* [Exercise objective]:
Express the listing from its start through the line containing "POLYGON ((255 126, 240", inclusive, as a two-column CSV with columns named "request" and "answer". Give one row per request, put its text and its answer each in one quoted field with line breaks turned into spaces, and leave the pictures out.

(Mask labeling examples)
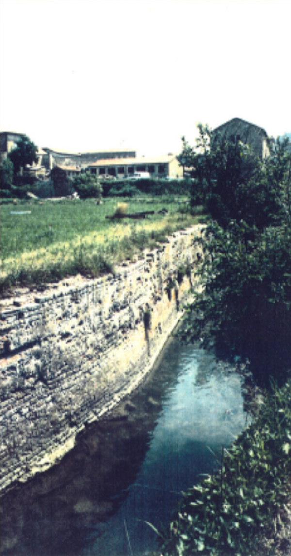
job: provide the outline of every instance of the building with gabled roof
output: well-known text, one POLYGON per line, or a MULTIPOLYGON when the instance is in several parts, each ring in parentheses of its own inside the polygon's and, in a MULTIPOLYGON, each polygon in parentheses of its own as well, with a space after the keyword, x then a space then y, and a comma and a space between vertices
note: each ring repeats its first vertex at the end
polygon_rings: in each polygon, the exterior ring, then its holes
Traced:
POLYGON ((255 126, 240 118, 233 118, 213 130, 214 136, 219 134, 223 138, 238 138, 242 143, 248 145, 253 152, 260 158, 269 154, 268 146, 268 135, 263 127, 255 126))

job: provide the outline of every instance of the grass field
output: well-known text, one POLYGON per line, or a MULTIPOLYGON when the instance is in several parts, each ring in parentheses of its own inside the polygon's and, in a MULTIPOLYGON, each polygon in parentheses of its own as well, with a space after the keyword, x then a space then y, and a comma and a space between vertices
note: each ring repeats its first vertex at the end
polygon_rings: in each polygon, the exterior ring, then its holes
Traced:
POLYGON ((81 274, 96 276, 167 235, 199 221, 185 211, 187 199, 108 198, 98 206, 86 201, 23 201, 1 206, 1 288, 35 286, 81 274), (118 203, 128 212, 154 210, 142 220, 111 221, 118 203), (167 209, 168 214, 158 211, 167 209), (26 212, 29 214, 13 214, 26 212))

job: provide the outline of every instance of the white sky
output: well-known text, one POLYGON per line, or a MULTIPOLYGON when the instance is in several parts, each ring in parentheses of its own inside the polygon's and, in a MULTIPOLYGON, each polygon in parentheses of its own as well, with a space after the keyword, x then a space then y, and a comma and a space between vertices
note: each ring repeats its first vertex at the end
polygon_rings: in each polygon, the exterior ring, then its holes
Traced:
POLYGON ((289 0, 1 0, 1 125, 67 152, 291 131, 289 0))

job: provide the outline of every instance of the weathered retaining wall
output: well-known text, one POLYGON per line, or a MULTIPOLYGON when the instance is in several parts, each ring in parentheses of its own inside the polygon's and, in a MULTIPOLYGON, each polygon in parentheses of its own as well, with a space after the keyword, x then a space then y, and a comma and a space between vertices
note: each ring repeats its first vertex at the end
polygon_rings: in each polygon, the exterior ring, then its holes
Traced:
POLYGON ((195 261, 200 231, 175 233, 114 276, 71 279, 3 302, 2 488, 51 466, 141 381, 181 316, 191 277, 170 296, 167 286, 195 261))

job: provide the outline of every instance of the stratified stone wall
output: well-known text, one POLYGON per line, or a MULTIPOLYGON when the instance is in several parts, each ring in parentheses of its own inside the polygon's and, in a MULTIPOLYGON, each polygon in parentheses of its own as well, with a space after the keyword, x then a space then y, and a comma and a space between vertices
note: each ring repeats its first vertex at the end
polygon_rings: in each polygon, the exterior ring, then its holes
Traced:
POLYGON ((195 263, 200 233, 176 232, 114 276, 3 302, 2 488, 53 465, 142 380, 181 316, 194 277, 173 279, 195 263))

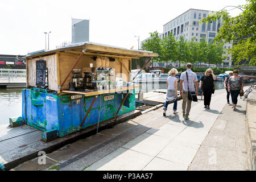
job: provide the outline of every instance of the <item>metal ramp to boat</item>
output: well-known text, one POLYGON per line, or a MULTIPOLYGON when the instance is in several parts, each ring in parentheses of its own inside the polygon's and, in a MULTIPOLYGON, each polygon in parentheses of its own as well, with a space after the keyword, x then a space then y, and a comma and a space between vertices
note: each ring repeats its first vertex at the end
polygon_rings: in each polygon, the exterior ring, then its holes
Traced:
POLYGON ((146 113, 150 111, 155 110, 160 107, 163 106, 163 104, 156 102, 142 101, 136 101, 137 105, 139 105, 136 107, 136 110, 141 111, 142 114, 146 113))

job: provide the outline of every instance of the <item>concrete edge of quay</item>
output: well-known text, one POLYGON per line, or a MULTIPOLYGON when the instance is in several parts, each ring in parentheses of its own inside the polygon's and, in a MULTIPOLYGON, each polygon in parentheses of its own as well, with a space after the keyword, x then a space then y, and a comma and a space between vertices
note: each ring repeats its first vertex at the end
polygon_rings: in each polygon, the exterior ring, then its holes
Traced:
POLYGON ((249 94, 246 103, 246 142, 247 160, 250 171, 256 169, 256 91, 249 94))
MULTIPOLYGON (((130 111, 129 113, 119 115, 116 118, 106 120, 104 121, 103 123, 100 123, 100 126, 98 128, 99 131, 109 127, 112 127, 114 125, 125 122, 127 120, 134 118, 141 114, 142 114, 141 111, 135 110, 134 111, 130 111)), ((68 135, 67 136, 66 136, 67 139, 63 141, 61 141, 60 142, 57 142, 56 143, 55 143, 52 145, 45 146, 44 147, 43 147, 43 148, 40 148, 39 151, 40 150, 44 151, 47 154, 51 153, 67 144, 72 143, 79 140, 80 139, 81 139, 81 138, 85 138, 95 133, 96 130, 97 130, 97 125, 92 126, 86 130, 82 130, 81 131, 79 131, 76 133, 68 135)), ((28 147, 29 147, 29 146, 28 146, 28 147)), ((32 153, 27 154, 26 155, 24 155, 22 157, 15 159, 12 161, 9 161, 7 163, 5 163, 4 166, 5 167, 5 170, 9 171, 11 169, 19 166, 19 164, 26 161, 38 157, 39 151, 38 150, 32 153)))

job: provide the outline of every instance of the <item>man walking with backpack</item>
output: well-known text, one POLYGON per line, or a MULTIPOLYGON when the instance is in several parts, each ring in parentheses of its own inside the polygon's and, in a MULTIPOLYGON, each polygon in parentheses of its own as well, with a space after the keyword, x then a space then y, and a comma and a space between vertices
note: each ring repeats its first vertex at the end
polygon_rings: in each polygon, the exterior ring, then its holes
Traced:
POLYGON ((191 92, 196 92, 198 96, 198 82, 196 73, 191 70, 192 64, 187 64, 187 71, 182 72, 180 80, 180 94, 182 96, 182 111, 185 119, 189 119, 190 109, 191 108, 192 101, 188 99, 188 90, 191 92), (196 90, 195 90, 196 85, 196 90), (186 109, 187 105, 187 109, 186 109))

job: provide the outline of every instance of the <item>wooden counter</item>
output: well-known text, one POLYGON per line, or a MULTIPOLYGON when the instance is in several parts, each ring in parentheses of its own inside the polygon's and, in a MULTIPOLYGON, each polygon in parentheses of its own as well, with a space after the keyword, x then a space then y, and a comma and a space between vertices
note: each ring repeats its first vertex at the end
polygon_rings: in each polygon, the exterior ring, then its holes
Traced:
POLYGON ((123 87, 120 89, 114 89, 112 90, 98 90, 94 92, 80 92, 80 91, 69 91, 69 90, 61 90, 62 92, 64 93, 76 93, 79 94, 84 94, 85 97, 89 97, 92 96, 97 96, 101 95, 105 93, 115 93, 120 91, 127 90, 131 90, 135 89, 136 88, 141 87, 140 85, 132 85, 130 86, 123 87))

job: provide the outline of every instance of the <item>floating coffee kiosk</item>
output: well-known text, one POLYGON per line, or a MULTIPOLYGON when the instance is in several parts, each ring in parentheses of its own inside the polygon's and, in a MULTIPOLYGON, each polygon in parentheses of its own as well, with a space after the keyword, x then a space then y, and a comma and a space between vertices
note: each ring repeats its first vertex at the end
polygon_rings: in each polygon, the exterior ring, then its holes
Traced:
POLYGON ((152 52, 90 42, 26 57, 22 117, 10 119, 43 131, 46 142, 135 109, 131 59, 152 52))

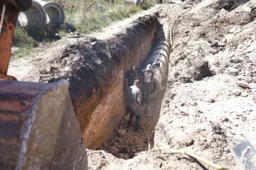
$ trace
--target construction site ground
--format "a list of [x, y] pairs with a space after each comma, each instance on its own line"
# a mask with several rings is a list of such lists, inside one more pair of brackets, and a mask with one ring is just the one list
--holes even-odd
[[45, 44], [33, 57], [12, 60], [9, 74], [47, 81], [39, 70], [68, 69], [51, 62], [67, 44], [90, 37], [114, 38], [138, 17], [159, 12], [161, 24], [174, 33], [166, 85], [151, 101], [148, 114], [142, 113], [151, 149], [143, 132], [126, 127], [129, 115], [124, 115], [107, 141], [97, 150], [87, 149], [89, 169], [215, 169], [173, 152], [184, 149], [228, 169], [242, 170], [231, 151], [245, 140], [256, 148], [255, 7], [256, 0], [230, 11], [220, 8], [218, 0], [165, 1], [100, 33]]

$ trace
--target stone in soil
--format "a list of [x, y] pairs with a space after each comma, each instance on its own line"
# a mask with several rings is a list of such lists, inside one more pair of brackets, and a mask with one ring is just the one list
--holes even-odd
[[46, 71], [46, 69], [41, 69], [41, 70], [39, 70], [39, 73], [41, 74], [46, 74], [47, 71]]
[[240, 95], [242, 97], [247, 97], [248, 96], [248, 94], [245, 91], [242, 92]]
[[[198, 61], [196, 63], [196, 70], [200, 73], [202, 77], [206, 77], [210, 74], [209, 62], [206, 60]], [[198, 73], [196, 72], [196, 73]], [[197, 76], [200, 76], [197, 75]]]
[[238, 81], [237, 82], [237, 84], [238, 84], [238, 86], [240, 86], [240, 87], [243, 87], [243, 88], [247, 88], [249, 86], [248, 83], [243, 80]]
[[127, 135], [126, 130], [118, 130], [117, 132], [119, 136], [124, 136], [125, 135]]
[[242, 91], [240, 89], [234, 89], [231, 92], [232, 95], [238, 96], [242, 94]]
[[186, 147], [191, 146], [194, 144], [193, 139], [190, 136], [186, 136], [183, 140]]
[[118, 149], [114, 146], [111, 146], [110, 147], [110, 151], [112, 154], [117, 154], [118, 152]]

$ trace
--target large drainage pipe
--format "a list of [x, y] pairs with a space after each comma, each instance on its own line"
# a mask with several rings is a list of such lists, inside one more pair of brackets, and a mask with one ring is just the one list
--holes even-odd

* [Problem solution]:
request,answer
"job: provide the outline of every instance of the building with gabled roof output: well-known text, one POLYGON per line, or a MULTIPOLYGON when the instance is in several parts, each ring in parentheses of its own inside the polygon's and, in a MULTIPOLYGON, each polygon in parentheses of its own as well, with a space after the keyword, x then a space then y, and a comma and a space between vertices note: each ring repeats its first vertex at the end polygon_rings: in each polygon, the exterior ring, then its holes Traced:","POLYGON ((255 126, 240 118, 233 118, 213 130, 214 136, 219 134, 223 138, 238 138, 242 143, 248 145, 253 152, 260 158, 269 154, 268 146, 268 135, 263 127, 255 126))"